Your instructions:
Reproduce every line of the following material word for word, leaving out the pictures.

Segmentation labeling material
Begin

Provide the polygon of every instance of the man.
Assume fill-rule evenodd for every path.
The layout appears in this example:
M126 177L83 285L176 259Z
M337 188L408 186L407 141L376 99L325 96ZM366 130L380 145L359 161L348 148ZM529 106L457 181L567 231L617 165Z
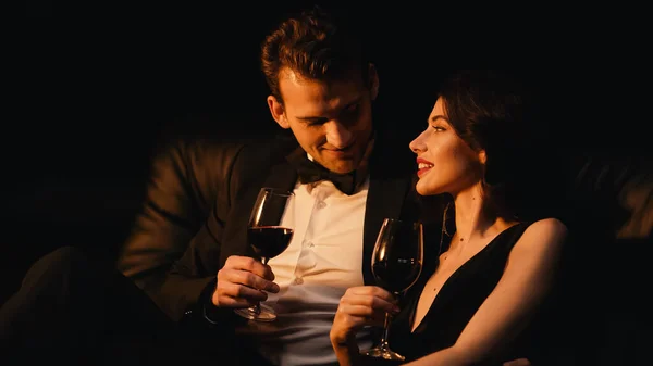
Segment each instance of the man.
M57 338L60 353L65 352L59 346L77 342L97 357L90 341L100 329L111 333L101 342L125 336L126 343L138 342L132 354L145 352L143 339L150 339L159 345L152 364L178 363L172 355L222 365L336 364L329 331L340 298L350 286L373 283L370 257L383 218L417 219L419 213L411 190L416 164L406 141L393 142L379 121L372 123L379 76L362 46L354 29L319 11L283 22L263 42L261 65L271 115L292 135L198 148L210 156L201 161L199 150L172 152L163 159L172 165L156 167L153 179L176 185L164 190L157 180L150 188L119 258L124 276L107 280L76 251L57 251L30 269L0 318L11 325L38 318L25 332L46 345ZM220 171L217 186L206 185L210 169ZM293 190L303 212L289 248L269 265L246 242L261 187ZM204 224L196 227L198 220ZM34 293L48 291L77 300L36 312L41 302L33 301ZM267 299L276 308L275 321L247 321L233 312ZM67 337L58 333L63 328ZM14 326L0 330L16 335ZM29 339L25 332L21 339ZM361 332L362 348L373 340Z
M362 46L355 29L319 11L283 22L266 38L268 105L293 138L238 150L232 190L218 194L224 199L163 280L143 276L152 267L131 267L143 253L133 249L143 248L138 242L123 253L125 274L160 282L147 290L170 317L206 321L221 335L234 329L254 349L249 354L270 364L336 364L329 331L340 298L348 287L373 282L371 253L383 218L417 213L406 200L416 167L406 143L392 146L372 123L379 76ZM261 187L294 191L300 213L289 248L269 265L252 258L246 242ZM244 321L233 312L268 296L275 321ZM362 335L364 344L371 341Z
M182 355L239 365L335 364L329 330L340 298L373 281L370 256L383 218L417 212L406 200L415 163L398 157L410 156L406 142L392 146L392 136L372 124L379 77L362 46L354 29L318 10L282 23L262 46L261 65L272 117L292 135L208 148L219 152L204 151L211 155L204 171L188 176L185 163L176 172L156 166L153 179L178 172L183 178L177 190L148 192L119 258L121 275L72 248L39 260L0 310L0 340L12 351L5 355L88 364L102 352L120 358L128 351L159 354L152 363ZM171 153L171 161L192 161L187 153ZM221 171L219 186L187 189L201 186L211 169ZM252 258L246 242L263 186L293 190L305 213L289 248L269 265ZM204 193L215 197L199 203L208 214L176 215ZM204 225L196 228L197 220ZM268 294L276 321L234 314ZM151 344L156 350L146 352Z

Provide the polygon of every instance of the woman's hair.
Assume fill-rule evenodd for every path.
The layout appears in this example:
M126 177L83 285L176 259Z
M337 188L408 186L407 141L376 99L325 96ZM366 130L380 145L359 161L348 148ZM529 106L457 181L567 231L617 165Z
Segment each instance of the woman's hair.
M475 151L485 150L485 209L505 219L550 216L559 198L551 179L557 161L546 131L551 122L541 121L541 96L527 81L515 72L465 70L440 88L458 136Z

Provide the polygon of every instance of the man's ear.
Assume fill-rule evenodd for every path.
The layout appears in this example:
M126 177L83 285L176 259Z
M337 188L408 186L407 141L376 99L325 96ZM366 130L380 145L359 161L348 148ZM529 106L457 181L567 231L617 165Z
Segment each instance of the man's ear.
M377 66L372 63L368 67L368 80L370 83L370 97L375 100L379 94L379 74L377 73Z
M485 153L485 150L481 150L479 151L479 162L481 162L481 164L483 166L485 166L485 164L488 163L488 154Z
M270 109L270 114L272 114L272 118L276 121L279 126L284 129L291 128L288 124L288 118L285 115L285 111L283 109L283 104L274 98L274 96L268 96L268 108Z

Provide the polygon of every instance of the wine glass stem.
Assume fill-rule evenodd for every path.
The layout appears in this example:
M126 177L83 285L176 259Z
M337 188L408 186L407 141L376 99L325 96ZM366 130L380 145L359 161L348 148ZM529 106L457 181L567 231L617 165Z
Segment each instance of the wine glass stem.
M383 323L383 336L381 336L381 344L382 349L387 350L387 335L390 332L390 323L392 321L392 315L390 313L385 313L385 321Z
M268 258L263 256L263 257L261 257L261 262L263 264L268 264ZM255 305L249 306L249 311L256 315L261 314L261 303L257 302Z

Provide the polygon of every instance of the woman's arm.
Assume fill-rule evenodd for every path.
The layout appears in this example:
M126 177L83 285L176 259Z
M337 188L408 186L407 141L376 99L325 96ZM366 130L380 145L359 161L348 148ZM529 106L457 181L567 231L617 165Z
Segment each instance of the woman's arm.
M496 288L456 343L407 365L472 365L505 346L550 293L566 237L566 226L555 218L533 223L513 248Z

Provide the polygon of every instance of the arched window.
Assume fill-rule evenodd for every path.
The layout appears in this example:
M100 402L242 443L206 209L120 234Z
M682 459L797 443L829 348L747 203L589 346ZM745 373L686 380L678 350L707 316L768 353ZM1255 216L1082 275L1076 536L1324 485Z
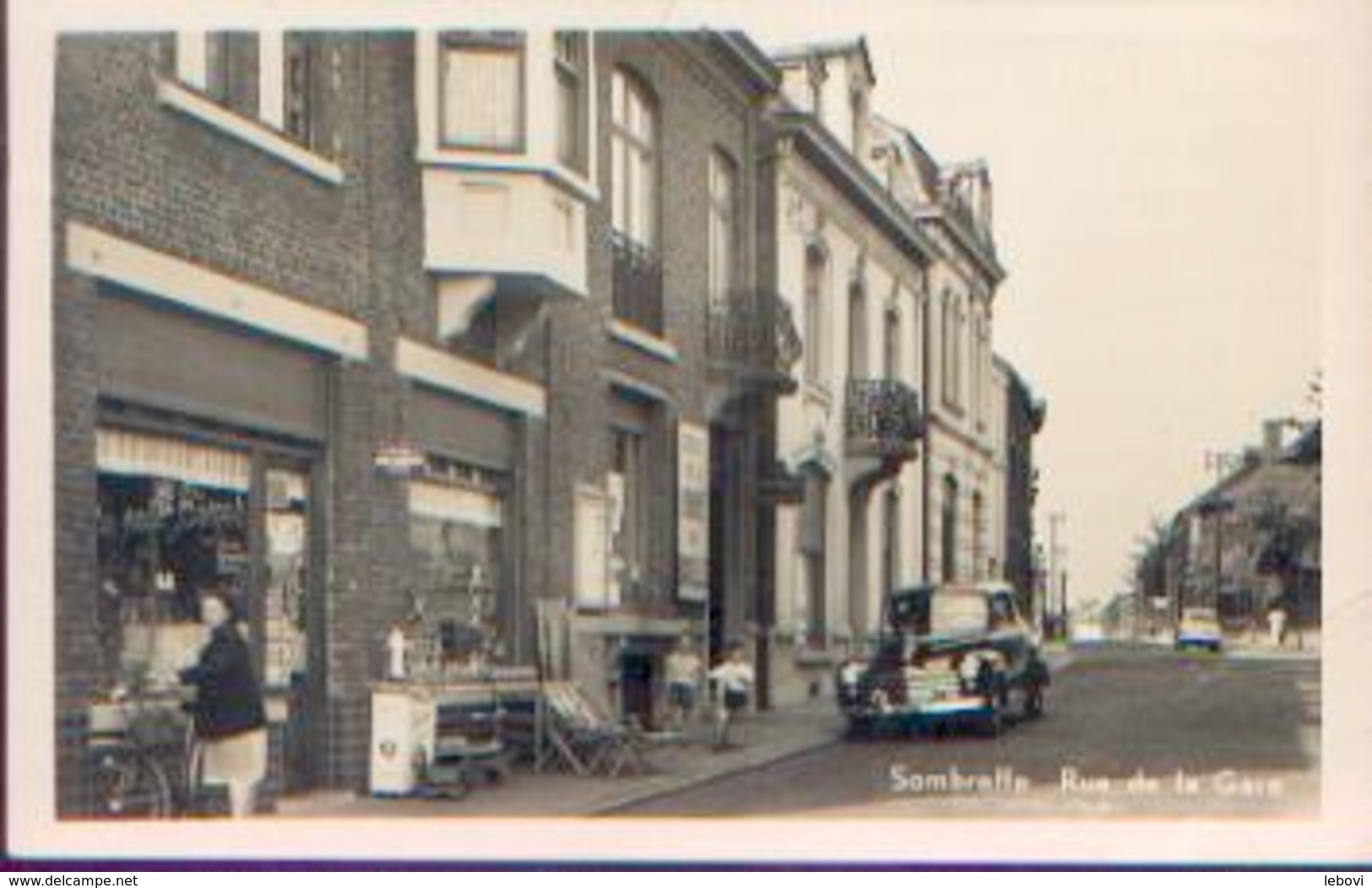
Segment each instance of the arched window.
M829 254L818 244L805 250L805 379L818 384L825 375L825 302L829 290Z
M882 500L881 594L900 582L900 490L892 484Z
M709 302L724 305L734 290L738 166L723 151L709 154Z
M886 309L882 324L882 366L886 379L900 379L900 312L895 307Z
M848 284L848 377L867 376L867 281L859 265Z
M943 489L943 579L954 582L958 579L958 479L945 475Z
M801 468L805 479L805 498L800 516L801 582L805 600L805 644L823 648L827 637L826 557L829 520L829 474L818 464Z
M971 578L986 578L986 505L981 491L971 494Z
M611 82L611 177L615 231L657 246L657 100L637 75L615 69Z

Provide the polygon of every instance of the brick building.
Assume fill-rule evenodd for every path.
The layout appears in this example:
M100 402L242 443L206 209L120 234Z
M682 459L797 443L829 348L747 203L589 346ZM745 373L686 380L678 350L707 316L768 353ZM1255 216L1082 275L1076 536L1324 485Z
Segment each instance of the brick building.
M663 651L755 619L775 77L730 34L62 38L62 813L210 583L285 791L365 784L392 627L653 721Z

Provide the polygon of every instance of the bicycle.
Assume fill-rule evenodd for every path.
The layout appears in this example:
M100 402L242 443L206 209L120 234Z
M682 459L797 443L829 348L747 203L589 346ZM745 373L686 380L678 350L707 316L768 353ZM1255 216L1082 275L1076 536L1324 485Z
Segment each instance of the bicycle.
M97 817L166 818L196 808L200 744L180 697L96 703L88 749Z

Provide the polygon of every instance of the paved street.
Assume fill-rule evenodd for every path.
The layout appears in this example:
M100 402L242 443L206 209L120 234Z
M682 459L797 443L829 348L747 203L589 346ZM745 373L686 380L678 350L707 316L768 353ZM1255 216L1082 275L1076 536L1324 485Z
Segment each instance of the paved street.
M1318 811L1320 663L1078 653L1048 715L975 736L842 743L628 815L1187 815Z

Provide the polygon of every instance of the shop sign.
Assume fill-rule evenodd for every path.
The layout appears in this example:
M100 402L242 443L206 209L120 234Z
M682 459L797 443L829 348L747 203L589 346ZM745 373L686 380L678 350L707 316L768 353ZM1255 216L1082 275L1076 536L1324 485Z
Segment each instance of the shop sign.
M709 597L709 430L676 431L676 597Z

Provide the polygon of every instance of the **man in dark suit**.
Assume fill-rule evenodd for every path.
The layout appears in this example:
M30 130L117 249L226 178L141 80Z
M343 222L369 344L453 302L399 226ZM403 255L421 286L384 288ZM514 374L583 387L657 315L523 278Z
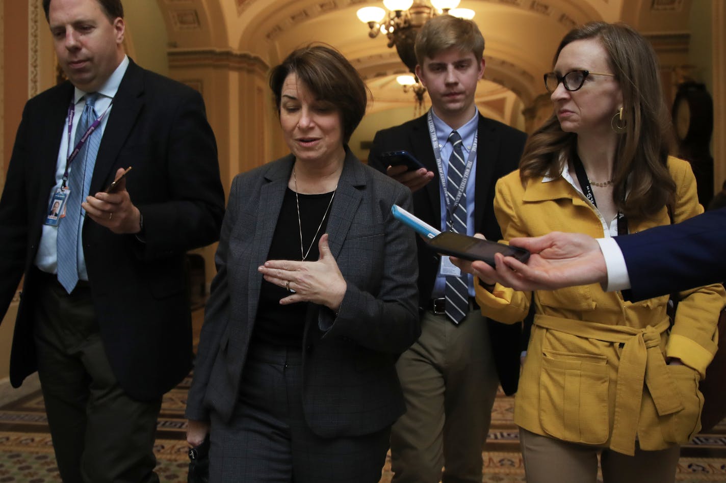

End

Exercise answer:
Provide the polygon of every instance of the man.
Assume fill-rule evenodd for every path.
The layout appears in this example:
M126 177L83 285L176 259Z
M337 188L408 186L407 141L376 99L325 96ZM366 130L380 145L359 161L348 148ZM529 106L457 181L567 231L617 165Z
Segment each instance of the man.
M57 338L60 353L65 352L59 346L77 342L97 357L90 341L100 329L111 333L101 342L125 336L126 343L138 342L132 354L145 352L143 339L150 339L159 345L152 364L178 363L172 355L222 365L336 364L329 331L340 298L350 286L373 283L370 257L383 218L417 219L419 213L411 190L416 164L406 141L393 142L379 121L372 123L379 76L362 46L354 29L319 11L283 22L263 42L261 65L271 115L292 135L198 148L210 156L201 161L199 150L172 152L163 159L172 165L156 167L153 179L176 185L164 190L157 180L150 188L119 258L124 276L107 280L76 251L57 251L30 269L0 318L11 325L38 318L25 332L46 345ZM220 171L217 186L206 185L210 169ZM293 190L303 212L289 248L269 265L246 242L261 187ZM204 224L196 227L198 220ZM34 293L48 291L77 300L36 312L41 302L33 301ZM267 299L276 308L275 321L247 321L233 312ZM67 337L58 333L63 328ZM14 326L0 330L16 335ZM29 339L25 332L21 339ZM361 332L362 348L373 340Z
M362 46L355 29L319 11L283 22L266 38L268 105L293 138L238 150L232 190L218 194L224 199L163 280L143 276L152 267L131 267L143 253L133 249L143 248L138 242L123 253L125 274L160 282L147 290L170 317L206 321L221 335L234 329L254 349L249 354L270 364L336 364L329 331L340 298L348 287L373 282L371 253L383 218L417 213L406 200L416 167L406 143L392 146L372 123L379 76ZM261 187L294 191L300 213L289 248L269 265L252 258L246 242ZM244 321L233 312L268 296L275 321ZM362 335L364 344L371 341Z
M182 355L239 365L335 364L329 330L340 298L373 281L370 256L383 218L417 212L406 200L415 163L398 157L410 156L406 142L392 146L392 136L372 124L379 77L362 46L354 29L318 10L282 23L262 46L261 65L272 117L292 135L208 148L219 152L204 151L211 155L204 171L188 176L185 163L176 172L156 166L153 179L178 172L183 178L177 190L148 192L119 258L121 275L72 248L39 260L0 310L0 340L12 351L5 355L88 364L102 352L120 358L128 351L159 354L152 363ZM171 153L171 161L192 161L187 153ZM221 171L219 186L187 189L201 186L211 169ZM252 258L246 242L263 186L293 190L305 213L289 248L269 265ZM204 193L215 197L199 203L208 214L176 215ZM204 225L196 228L197 220ZM268 294L276 321L234 314ZM151 344L156 350L146 352Z

Provide the polygon of every instance of the woman's hair.
Assume fill-rule evenodd for every path.
The layout appears in this example:
M126 177L83 285L176 259Z
M337 188L408 186L407 141L376 99L325 96ZM366 130L380 145L359 161L348 148ZM529 106L457 181L567 231L617 165Z
Segment each instance of the woman's hair.
M475 151L485 150L485 209L505 219L550 216L559 198L551 179L557 161L546 131L551 122L541 121L541 96L527 81L515 72L465 70L440 88L458 136Z

Provide the polygon of every instance of the man's ear.
Assume fill-rule evenodd for every path.
The layout appears in this example:
M126 177L83 285L176 259Z
M337 188L408 186L407 141L376 99L325 96ZM366 130L380 145L359 161L348 148ZM529 106L457 181L567 231L617 165Z
Segment each instance of the man's ear.
M377 66L372 63L368 67L368 80L370 83L370 97L375 100L379 94L379 74L377 73Z
M485 153L485 150L481 150L479 151L479 162L481 162L481 164L483 166L485 166L485 164L488 163L488 154Z
M270 109L270 114L272 114L272 118L276 121L279 126L284 129L291 128L288 124L288 118L285 115L285 111L283 109L283 104L274 98L274 96L268 96L268 108Z

Provide the polygon of every instance of the wine glass stem.
Assume fill-rule evenodd for every path.
The layout appears in this example:
M126 177L83 285L176 259Z
M337 188L408 186L407 141L376 99L325 96ZM366 130L380 145L359 161L348 148ZM529 106L457 181L567 231L617 165Z
Segment each instance of the wine glass stem.
M383 323L383 336L381 336L381 344L382 349L387 350L387 335L390 332L390 323L392 321L392 315L390 313L385 313L385 321Z
M268 258L263 256L263 257L261 257L261 262L263 264L268 264ZM255 305L249 306L249 311L256 315L261 314L261 303L257 302Z

Provide the polygon of every instance of the woman's arm.
Assume fill-rule evenodd for every path.
The layout appears in this example:
M126 177L83 285L176 259Z
M337 188L408 186L407 141L376 99L325 96ZM366 130L380 145L359 161L348 148ZM529 106L457 181L567 231L617 165Z
Segment each instance of the woman's arm.
M496 288L456 343L407 365L472 365L505 346L550 293L566 237L566 226L555 218L533 223L513 248Z

Provide the polygon of every instance of the arched window.
Assume fill-rule evenodd for every path.
The layout appears in this example:
M100 402L242 443L206 209L120 234Z
M682 459L797 443L829 348L747 203L589 346ZM745 373L686 380L678 350L707 316L768 353ZM1255 216L1082 275L1076 536L1324 485Z
Segment each instance of the arched window.
M829 254L818 244L805 250L805 379L818 384L825 375L825 302L829 290Z
M882 500L881 594L900 582L900 490L892 484Z
M709 302L724 305L734 290L738 166L723 151L709 154Z
M886 309L882 324L882 366L886 379L900 379L900 312L895 307Z
M848 284L848 377L867 376L867 281L859 265Z
M943 489L943 579L954 582L958 579L958 479L945 475Z
M801 468L805 479L805 498L800 516L801 582L805 600L805 644L823 648L827 637L826 557L829 520L829 474L818 464Z
M971 578L986 578L986 505L981 491L971 494Z
M611 82L611 177L615 231L657 246L657 100L637 75L615 69Z

Provide the polygon of every instance of the brick building.
Assume fill-rule evenodd for every path.
The layout appears in this example:
M100 402L242 443L206 209L120 234Z
M682 459L797 443L829 348L747 203L589 346ZM745 373L686 380L678 350L707 316L768 353ZM1255 216L1082 275L1076 536L1324 485Z
Segment each instance of the brick building.
M663 651L755 619L775 77L730 34L62 38L62 813L210 583L285 791L365 784L392 627L653 721Z

Provide the polygon of every instance of the bicycle.
Assume fill-rule evenodd for every path.
The layout appears in this example:
M100 402L242 443L206 209L120 234Z
M682 459L797 443L829 348L747 203L589 346ZM745 373L686 380L678 350L707 316L768 353ZM1255 216L1082 275L1076 536L1324 485Z
Segment each instance of the bicycle.
M97 817L166 818L196 808L200 744L180 697L96 703L88 749Z

Provide the polygon of every instance of the paved street.
Assume fill-rule evenodd for every path.
The layout appears in this example:
M100 402L242 443L206 209L120 234Z
M682 459L797 443L829 348L747 203L589 346ZM745 373L686 380L678 350L707 316L768 353ZM1255 216L1082 275L1076 536L1324 485Z
Segment each instance of the paved street.
M1318 811L1320 663L1078 653L1048 715L975 736L842 743L628 815L1187 815Z

Provide the polygon of every instance of the shop sign.
Assume fill-rule evenodd for every path.
The layout appears in this example:
M100 402L242 443L206 209L120 234Z
M682 459L797 443L829 348L747 203L589 346ZM745 373L686 380L678 350L707 316L768 353ZM1255 216L1082 275L1076 536L1324 485Z
Segment each instance of the shop sign.
M709 597L709 430L676 431L676 597Z

Provide the polygon of every instance of the **man in dark suit**.
Assume fill-rule evenodd for every path.
The layout appears in this example:
M30 130L117 249L226 178L141 80Z
M343 222L369 344L453 302L399 226ZM403 255L421 286L384 288ZM514 374L583 387L657 315L523 278Z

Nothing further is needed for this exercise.